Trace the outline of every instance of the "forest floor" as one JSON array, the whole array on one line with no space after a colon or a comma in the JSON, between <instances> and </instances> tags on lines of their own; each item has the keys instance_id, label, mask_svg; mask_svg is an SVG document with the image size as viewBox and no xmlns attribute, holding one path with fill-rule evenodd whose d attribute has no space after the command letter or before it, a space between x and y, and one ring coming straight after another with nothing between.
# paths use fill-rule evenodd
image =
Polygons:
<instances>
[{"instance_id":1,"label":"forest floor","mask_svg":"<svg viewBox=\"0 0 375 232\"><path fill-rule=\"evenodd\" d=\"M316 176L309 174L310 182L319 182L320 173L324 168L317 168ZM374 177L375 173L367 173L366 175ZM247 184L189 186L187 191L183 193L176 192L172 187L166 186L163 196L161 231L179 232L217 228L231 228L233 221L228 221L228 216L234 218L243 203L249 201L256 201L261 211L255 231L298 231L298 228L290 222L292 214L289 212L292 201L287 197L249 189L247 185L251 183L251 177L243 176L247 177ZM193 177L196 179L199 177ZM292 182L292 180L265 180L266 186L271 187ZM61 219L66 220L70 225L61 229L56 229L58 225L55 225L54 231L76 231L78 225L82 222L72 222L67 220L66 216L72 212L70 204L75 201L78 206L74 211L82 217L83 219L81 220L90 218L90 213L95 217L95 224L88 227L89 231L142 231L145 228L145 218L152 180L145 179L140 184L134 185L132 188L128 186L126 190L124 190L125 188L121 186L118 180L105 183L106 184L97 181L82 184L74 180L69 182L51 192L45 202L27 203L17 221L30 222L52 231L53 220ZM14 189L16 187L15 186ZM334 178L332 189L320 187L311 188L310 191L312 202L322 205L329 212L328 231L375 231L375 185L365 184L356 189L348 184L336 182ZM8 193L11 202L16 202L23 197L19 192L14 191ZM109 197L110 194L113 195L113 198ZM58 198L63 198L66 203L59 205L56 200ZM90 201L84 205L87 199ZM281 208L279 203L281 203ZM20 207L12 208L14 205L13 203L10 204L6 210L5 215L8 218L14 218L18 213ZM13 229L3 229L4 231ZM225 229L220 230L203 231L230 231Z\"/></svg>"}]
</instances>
☆ ☆ ☆ ☆ ☆ ☆ ☆
## Written request
Extract all the material, leaving every line as it is.

## Correct answer
Trace the outline of every instance of the "forest floor" as one JSON array, the whole array on one line with no space after a colon or a comma in the JSON, between <instances> and </instances> tags on lines of their own; each item has the keys instance_id, label, mask_svg; mask_svg is an SVG document with the image size as viewBox and no xmlns attribute, holding one path with fill-rule evenodd whose d attribute has no space after the command letter or before it, a space between x and y, and one ring coming straight after another with nothing between.
# paths use fill-rule evenodd
image =
Polygons:
<instances>
[{"instance_id":1,"label":"forest floor","mask_svg":"<svg viewBox=\"0 0 375 232\"><path fill-rule=\"evenodd\" d=\"M316 176L309 174L310 182L319 182L320 173L324 168L317 168ZM374 177L375 173L367 173L366 175ZM247 184L189 186L187 191L183 193L176 192L172 187L166 186L163 196L161 231L179 232L217 228L231 228L233 221L228 221L228 216L234 218L243 203L249 201L256 201L261 211L255 231L298 231L298 228L290 222L292 214L289 212L292 201L287 197L249 189L247 185L251 183L251 177L243 176L247 177ZM193 177L196 179L199 177ZM292 182L292 180L265 180L266 186L271 187ZM61 219L66 220L70 225L61 229L56 229L58 225L55 225L54 231L76 231L78 225L82 222L72 222L67 220L66 216L72 212L70 204L75 201L78 206L74 211L82 217L83 219L81 220L90 218L90 213L95 217L95 224L88 227L89 231L142 231L145 228L145 218L152 180L145 179L140 184L134 185L132 188L128 186L126 190L124 190L125 188L121 186L118 180L105 183L106 184L97 181L82 184L74 180L69 182L51 192L45 202L27 203L17 221L30 222L52 231L53 220ZM14 189L16 187L15 186ZM334 178L332 189L320 187L311 188L310 191L312 202L322 205L329 212L328 231L375 231L375 185L365 184L356 189L348 184L336 182ZM8 193L11 202L16 202L23 197L19 192L14 191ZM109 197L110 194L113 195L113 198ZM58 198L63 198L66 203L59 205L56 200ZM90 201L84 205L87 199ZM281 208L279 203L281 203ZM20 207L12 208L14 205L13 203L10 204L6 210L5 215L8 218L14 218L18 213ZM13 229L3 229L4 231ZM225 229L220 230L203 231L230 231Z\"/></svg>"}]
</instances>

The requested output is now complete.